After final scoring, the top candidates correctly reflect components of the sample (e.g., metoprolol).

This workflow demonstrates the successful deformulation of a complex sample, producing accurate identifications from among millions of possible components. Though used in this case on a test sample of wastewater, it could be adapted for deformulation in other environmental, pharmaceutical, or chemical samples.

Novel aspect
A software workflow for the identification of unknown components in complex samples, using predictions to progressively filter candidate structures

Session: Informatics: Workflow and Data Management (Remote Posters)

New Data Marshalling Design System for Processing LC/UV/MS Data
Richard Lee

View Abstract

New Data Marshalling Design System for Processing LC/UV/MS Data
Richard Lee

Organizations are constantly attempting to streamline analytical processes within a lab, from sample management to data processing, reporting and transferring of data to external sources. Implementing automation for analytical lab work-horses, LC/UV/MS instruments, that enables data transfer, processing and movement to a final destination can be an onerous task, especially where a variety of instruments vendors are deployed. Typically, this type of activity is relegated to advanced programmers or systems architects to design this type of workflow, that will transfer data efficiently, often leaving the scientist or manager to follow up with them for additional support or addressing workflows that go offline.

To address the high level of programmatic competency required for these automated systems, we present a new graphical user interface (GUI) for vendor agnostic dataflow design system that enables the end user to create and manage workflows for a variety of LC/UV/MS systems. This system allows for the end user to assign data sources, frequency of scanning, set data processing parameters, report and data push to a desired database for future access. This new informatics system supports all major vendor proprietary data formats and various configurations of LC/UV/MS instruments. Moreover, this new architecture approach allows deployment

Preliminary Data
Biotech organizations generate a vast amount of LC/UV/MS data with scientists utilizing high-volume data generating low resolution open access systems to high resolution MS instruments for structure elucidation workflows. To reduce inefficiencies, automation services can be installed to address data processing, generating reports and transferring data but its often a highly customized "black box" where the end user or the system administrator does not have access to editing or creating new workflows because it requires a highly skilled programmer. In addition, users may be want to abstract all or partial data in a specific format to be used further downstream in machine learning (ML) frameworks or deeper analytics platforms, which requires additional work from a software developer.
⁂
AIM OF THE TASK:
Please check statements (a), (b) and (c) against the poster abstracts above. For each one, answer yes or no and quote the deciding words exactly. (a) The deformulation workflow was applied to a test sample of wastewater. (b) The new data marshalling system supports the proprietary data format of only one instrument vendor. (c) Designing automated workflows for LC/UV/MS data transfer is typically left to advanced programmers or systems architects.

Referring expression data:
⁂
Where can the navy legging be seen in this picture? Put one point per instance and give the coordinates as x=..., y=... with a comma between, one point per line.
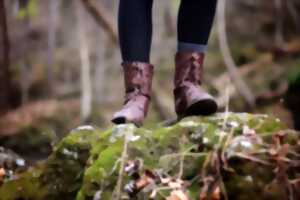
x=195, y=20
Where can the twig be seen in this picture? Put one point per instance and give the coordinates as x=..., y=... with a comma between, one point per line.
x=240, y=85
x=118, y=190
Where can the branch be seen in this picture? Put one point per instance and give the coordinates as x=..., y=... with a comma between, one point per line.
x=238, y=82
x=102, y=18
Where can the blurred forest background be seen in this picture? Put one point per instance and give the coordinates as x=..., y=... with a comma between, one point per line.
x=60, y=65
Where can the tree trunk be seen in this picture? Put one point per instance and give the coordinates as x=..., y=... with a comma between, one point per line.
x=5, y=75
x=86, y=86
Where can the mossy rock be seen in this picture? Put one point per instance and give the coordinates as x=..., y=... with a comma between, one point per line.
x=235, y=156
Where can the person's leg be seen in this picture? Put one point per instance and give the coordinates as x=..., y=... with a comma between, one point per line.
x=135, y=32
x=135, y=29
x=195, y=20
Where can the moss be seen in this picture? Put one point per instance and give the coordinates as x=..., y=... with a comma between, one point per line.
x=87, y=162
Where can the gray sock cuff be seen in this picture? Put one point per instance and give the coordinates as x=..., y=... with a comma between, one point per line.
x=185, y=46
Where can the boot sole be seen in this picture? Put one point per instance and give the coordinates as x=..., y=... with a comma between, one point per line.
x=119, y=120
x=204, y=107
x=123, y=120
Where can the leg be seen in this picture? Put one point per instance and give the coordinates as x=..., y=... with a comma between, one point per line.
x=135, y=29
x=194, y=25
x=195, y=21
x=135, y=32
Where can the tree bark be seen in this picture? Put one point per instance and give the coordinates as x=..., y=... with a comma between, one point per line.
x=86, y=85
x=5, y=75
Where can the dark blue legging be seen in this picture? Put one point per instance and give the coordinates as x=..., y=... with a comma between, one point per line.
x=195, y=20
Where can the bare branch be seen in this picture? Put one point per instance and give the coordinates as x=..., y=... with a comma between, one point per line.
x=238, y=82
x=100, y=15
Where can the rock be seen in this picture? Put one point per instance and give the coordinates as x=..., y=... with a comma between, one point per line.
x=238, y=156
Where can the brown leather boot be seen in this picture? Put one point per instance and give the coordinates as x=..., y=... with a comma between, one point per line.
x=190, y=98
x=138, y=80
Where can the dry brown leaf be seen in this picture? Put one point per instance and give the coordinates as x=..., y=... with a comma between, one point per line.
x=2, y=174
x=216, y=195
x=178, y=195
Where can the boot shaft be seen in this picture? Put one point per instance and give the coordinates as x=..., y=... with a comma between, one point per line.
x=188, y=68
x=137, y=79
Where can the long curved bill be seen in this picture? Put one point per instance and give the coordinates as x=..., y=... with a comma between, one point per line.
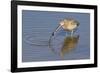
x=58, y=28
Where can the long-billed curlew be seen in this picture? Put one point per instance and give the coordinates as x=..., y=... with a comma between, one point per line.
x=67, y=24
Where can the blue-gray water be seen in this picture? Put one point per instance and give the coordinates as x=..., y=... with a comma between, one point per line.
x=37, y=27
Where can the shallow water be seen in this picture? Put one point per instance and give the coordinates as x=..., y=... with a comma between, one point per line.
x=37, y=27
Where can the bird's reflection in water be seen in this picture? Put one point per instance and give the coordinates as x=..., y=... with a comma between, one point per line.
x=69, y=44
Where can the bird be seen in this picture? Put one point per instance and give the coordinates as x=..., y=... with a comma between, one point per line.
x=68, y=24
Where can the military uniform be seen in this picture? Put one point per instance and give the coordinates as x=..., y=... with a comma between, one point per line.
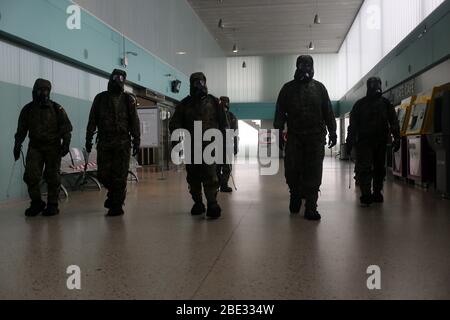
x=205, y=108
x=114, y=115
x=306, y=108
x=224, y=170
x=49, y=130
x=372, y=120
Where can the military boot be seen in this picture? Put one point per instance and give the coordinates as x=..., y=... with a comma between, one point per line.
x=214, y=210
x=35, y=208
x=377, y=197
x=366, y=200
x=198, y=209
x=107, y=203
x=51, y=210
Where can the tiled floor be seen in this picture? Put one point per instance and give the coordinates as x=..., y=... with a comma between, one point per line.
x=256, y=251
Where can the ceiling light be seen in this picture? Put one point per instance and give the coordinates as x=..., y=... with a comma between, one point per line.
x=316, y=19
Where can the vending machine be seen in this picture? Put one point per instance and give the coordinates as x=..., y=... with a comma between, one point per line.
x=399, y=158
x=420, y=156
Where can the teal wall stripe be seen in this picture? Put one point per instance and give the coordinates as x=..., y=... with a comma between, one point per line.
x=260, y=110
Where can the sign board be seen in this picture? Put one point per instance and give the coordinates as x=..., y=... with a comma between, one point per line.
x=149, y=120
⁂
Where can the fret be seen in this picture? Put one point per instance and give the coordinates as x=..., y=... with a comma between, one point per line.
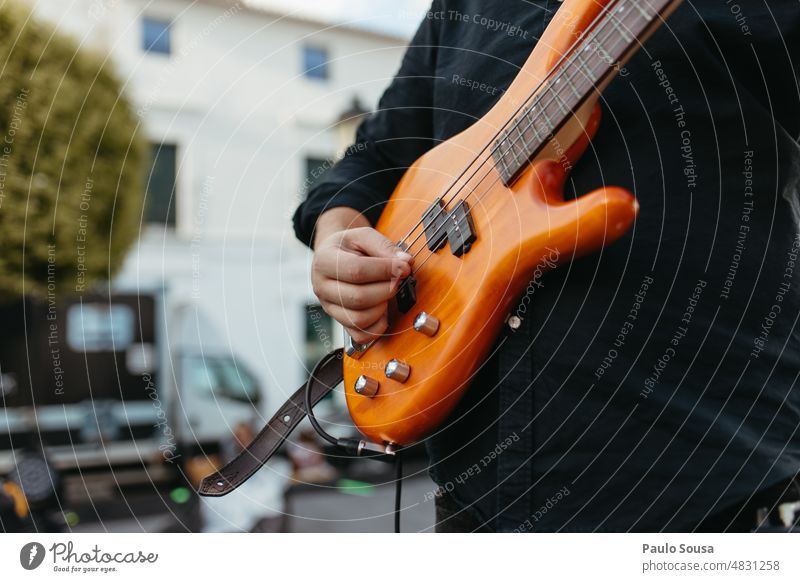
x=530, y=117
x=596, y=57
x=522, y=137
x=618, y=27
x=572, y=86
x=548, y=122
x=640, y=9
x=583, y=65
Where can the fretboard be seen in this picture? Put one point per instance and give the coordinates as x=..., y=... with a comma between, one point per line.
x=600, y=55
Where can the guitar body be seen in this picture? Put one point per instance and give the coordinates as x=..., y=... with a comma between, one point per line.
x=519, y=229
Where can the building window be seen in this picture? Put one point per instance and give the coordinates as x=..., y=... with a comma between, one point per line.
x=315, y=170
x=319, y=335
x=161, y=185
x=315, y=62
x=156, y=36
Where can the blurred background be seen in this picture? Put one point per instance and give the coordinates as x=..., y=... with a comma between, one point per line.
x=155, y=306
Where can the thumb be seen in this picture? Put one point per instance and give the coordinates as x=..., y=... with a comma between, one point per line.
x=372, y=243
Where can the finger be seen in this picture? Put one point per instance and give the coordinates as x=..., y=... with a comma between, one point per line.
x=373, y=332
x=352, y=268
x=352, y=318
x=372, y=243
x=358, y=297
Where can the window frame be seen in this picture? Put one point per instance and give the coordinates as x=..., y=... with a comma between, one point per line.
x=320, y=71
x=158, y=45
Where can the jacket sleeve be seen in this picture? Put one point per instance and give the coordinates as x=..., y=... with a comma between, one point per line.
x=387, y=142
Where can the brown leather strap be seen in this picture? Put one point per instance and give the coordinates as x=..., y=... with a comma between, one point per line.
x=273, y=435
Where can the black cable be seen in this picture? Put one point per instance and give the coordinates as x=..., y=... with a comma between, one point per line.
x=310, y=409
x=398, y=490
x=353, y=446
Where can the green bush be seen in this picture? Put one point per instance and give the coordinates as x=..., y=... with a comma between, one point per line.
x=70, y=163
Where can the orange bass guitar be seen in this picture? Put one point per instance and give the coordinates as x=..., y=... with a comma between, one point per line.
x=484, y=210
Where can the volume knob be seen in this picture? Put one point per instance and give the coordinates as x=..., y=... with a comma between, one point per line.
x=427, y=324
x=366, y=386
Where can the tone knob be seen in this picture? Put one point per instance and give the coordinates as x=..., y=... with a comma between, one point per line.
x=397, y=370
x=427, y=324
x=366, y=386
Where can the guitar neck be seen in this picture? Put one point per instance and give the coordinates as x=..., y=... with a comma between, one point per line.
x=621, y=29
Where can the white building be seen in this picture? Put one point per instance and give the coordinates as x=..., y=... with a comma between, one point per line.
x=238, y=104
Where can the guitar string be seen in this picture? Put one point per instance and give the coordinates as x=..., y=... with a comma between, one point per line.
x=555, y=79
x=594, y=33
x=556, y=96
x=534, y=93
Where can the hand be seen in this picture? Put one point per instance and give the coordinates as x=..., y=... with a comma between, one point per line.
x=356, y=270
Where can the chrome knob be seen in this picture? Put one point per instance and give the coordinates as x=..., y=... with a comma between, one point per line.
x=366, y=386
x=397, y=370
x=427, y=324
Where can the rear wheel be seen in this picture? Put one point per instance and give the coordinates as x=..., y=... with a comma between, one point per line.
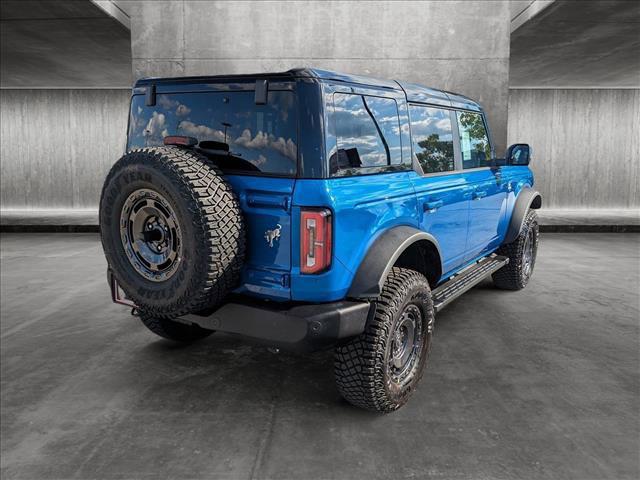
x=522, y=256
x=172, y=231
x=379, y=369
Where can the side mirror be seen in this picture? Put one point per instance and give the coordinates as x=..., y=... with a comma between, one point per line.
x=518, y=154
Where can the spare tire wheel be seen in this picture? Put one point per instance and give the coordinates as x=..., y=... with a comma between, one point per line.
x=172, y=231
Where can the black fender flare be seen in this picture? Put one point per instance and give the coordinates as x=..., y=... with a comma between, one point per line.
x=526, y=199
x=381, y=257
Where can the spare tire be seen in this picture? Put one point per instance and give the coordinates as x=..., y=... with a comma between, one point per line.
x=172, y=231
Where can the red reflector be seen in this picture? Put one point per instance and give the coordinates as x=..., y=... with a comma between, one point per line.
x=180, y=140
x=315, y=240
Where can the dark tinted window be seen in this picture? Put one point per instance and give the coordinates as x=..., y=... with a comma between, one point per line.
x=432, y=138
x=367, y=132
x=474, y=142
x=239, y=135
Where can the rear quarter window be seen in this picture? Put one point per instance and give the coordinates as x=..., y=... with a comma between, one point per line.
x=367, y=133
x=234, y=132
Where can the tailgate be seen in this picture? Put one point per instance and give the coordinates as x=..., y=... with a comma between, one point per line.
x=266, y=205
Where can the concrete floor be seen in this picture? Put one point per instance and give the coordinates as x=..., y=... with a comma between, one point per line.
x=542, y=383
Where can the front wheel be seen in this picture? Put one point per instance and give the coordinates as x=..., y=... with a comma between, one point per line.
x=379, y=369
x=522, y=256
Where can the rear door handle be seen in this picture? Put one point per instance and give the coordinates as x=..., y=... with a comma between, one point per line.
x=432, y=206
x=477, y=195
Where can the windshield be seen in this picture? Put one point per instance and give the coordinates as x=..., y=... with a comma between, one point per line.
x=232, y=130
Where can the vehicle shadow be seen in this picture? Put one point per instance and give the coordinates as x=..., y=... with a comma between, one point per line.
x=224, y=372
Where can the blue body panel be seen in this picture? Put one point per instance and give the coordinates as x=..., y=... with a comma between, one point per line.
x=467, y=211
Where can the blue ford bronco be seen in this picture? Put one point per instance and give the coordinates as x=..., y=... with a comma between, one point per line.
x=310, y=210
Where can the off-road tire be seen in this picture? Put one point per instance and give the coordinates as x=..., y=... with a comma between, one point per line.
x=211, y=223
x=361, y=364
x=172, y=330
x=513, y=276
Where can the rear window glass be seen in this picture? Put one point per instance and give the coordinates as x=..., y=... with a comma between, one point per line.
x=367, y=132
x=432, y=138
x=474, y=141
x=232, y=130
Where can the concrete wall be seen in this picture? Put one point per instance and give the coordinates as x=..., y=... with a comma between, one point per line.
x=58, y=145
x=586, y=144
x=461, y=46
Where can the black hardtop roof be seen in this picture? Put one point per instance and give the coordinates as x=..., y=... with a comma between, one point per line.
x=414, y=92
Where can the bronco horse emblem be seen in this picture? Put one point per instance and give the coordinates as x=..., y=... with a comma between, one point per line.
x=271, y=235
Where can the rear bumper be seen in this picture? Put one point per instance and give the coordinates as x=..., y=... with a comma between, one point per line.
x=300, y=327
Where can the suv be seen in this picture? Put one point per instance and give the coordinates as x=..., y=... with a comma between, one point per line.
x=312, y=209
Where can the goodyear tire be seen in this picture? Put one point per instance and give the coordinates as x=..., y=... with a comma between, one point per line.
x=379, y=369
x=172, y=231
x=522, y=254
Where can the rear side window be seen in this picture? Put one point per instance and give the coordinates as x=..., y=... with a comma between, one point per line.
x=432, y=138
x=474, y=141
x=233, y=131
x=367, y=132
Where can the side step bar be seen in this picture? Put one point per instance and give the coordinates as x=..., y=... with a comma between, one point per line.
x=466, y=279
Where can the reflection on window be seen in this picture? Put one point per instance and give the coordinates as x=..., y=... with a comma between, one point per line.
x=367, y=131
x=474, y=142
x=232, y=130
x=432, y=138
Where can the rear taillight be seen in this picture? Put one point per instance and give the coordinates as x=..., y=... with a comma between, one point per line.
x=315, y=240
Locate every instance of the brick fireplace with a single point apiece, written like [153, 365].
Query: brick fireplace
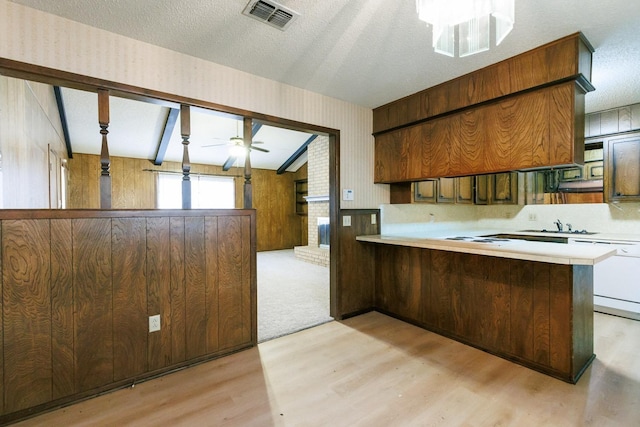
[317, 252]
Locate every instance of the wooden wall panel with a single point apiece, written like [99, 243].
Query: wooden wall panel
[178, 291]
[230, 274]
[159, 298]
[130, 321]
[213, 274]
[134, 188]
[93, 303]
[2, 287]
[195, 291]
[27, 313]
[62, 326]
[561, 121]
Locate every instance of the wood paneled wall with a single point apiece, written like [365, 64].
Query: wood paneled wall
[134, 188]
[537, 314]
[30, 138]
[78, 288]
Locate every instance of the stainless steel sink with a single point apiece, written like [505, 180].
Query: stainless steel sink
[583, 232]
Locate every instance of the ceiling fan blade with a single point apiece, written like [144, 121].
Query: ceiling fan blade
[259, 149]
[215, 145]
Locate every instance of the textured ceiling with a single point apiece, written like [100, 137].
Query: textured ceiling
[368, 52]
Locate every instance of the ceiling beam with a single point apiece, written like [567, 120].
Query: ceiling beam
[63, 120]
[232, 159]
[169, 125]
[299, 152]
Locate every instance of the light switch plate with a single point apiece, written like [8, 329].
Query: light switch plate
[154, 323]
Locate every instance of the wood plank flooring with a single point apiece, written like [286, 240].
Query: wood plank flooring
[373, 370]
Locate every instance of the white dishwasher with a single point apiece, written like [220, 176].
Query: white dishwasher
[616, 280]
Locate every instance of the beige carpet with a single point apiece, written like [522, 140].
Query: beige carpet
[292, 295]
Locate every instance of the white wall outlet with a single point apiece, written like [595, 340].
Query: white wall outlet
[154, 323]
⁂
ANSWER TO THIS TASK:
(a) Yes: "used in this case on a test sample of wastewater"
(b) No: "This new informatics system supports all major vendor proprietary data formats"
(c) Yes: "Typically, this type of activity is relegated to advanced programmers or systems architects"